• Textauszug:
Die Erkundung der Narben auf dem Körper ihres Mannes, Abidin Ertuğrul, bewegen Nathalie Borgers zu einer Spurensuche ihrer Geschichte. Dabei erfährt sie, dass die Verletzungen nicht nur diejenigen eines Aktivisten sind, „sondern die Narben eines Ereignisses, des Putsches vom 12. September 1980, der den Traum von einer Demokratie in der Türkei endgültig beendete.“ Von Wien aus macht sich die Filmemacherin auf, diesem Ereignis und seiner Vor- und Nachgeschichte bis in die heutige Türkei unter Recep Tayyip Erdoğan nachzugehen. Die Montage führt von Küchentischen in Wien und Ankara, an denen Menschen über persönliche Verlust- und Gewalterfahrungen in Folge des Militärputsches berichten, ins Weiße Haus und in den Buckingham Palace, wo man die Junta in den 1980er Jahren auf großer Bühne mit allen Ehren empfing. Während in der Türkei Menschen willkürlich inhaftiert, gefoltert und hingerichtet wurden, würdigte das Ausland den ehemaligen Generalstabschef und neuen Präsidenten Kenan Evren für seine neoliberalen Reformen.

• Mitgeliefertes Material:
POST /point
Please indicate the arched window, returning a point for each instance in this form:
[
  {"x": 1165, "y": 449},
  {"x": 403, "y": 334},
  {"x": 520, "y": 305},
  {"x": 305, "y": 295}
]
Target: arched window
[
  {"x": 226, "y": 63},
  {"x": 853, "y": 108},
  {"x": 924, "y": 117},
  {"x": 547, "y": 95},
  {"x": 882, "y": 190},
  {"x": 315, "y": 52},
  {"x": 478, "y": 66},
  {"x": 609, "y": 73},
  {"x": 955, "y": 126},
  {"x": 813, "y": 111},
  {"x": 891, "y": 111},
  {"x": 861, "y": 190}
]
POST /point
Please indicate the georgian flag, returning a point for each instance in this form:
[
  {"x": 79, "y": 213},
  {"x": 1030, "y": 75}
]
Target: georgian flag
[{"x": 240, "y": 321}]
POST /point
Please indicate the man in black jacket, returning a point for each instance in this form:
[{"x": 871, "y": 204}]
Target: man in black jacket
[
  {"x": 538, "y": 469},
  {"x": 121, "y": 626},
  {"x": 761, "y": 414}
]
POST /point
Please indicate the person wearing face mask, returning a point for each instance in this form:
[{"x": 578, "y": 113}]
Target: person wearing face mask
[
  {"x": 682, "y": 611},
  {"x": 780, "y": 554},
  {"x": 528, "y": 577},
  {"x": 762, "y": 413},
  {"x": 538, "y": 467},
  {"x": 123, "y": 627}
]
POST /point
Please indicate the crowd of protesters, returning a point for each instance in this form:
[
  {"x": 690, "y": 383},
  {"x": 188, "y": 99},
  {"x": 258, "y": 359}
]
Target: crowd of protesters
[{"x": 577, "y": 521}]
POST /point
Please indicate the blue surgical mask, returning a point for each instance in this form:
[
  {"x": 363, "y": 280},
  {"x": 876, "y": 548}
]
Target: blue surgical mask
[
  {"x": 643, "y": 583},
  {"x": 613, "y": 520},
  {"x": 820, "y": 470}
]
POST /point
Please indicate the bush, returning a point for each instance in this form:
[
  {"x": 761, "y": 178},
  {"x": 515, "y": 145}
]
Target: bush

• Aufgaben:
- a) Erkläre in ein bis drei Sätzen anhand des Textes über den Putsch in der Türkei, wofür das Ausland Kenan Evren würdigte.
- b) Schreib den Text über den Putsch in der Türkei nach seinem letzten Satz weiter.

• Die Antworten:
- a) Das Ausland würdigte Kenan Evren, den ehemaligen Generalstabschef und neuen Präsidenten, für seine neoliberalen Reformen. Das geschah zur selben Zeit, in der in der Türkei Menschen willkürlich inhaftiert, gefoltert und hingerichtet wurden.

- b)
Narben eines Putsches erzählt von Geschichte, die nicht vergangen ist, ferner von Gewalt, türkischer Demokratie und politischem Islam, von Protest und Widerstand der türkischen Zivilgesellschaft, aus dessen Mitte Sätze wie der Ruf von inhaftierten türkischen Revolutionären nachhallen: „Die Menschenwürde wird über die Folter siegen“. (hem)
Theodor Hemprich studiert Geschichtswissenschaften an der Humboldt-Universität zu Berlin und arbeitet für die Mosse Lectures. 2013/14 hat er ein Jahr als Austauschschüler in Istanbul verbracht.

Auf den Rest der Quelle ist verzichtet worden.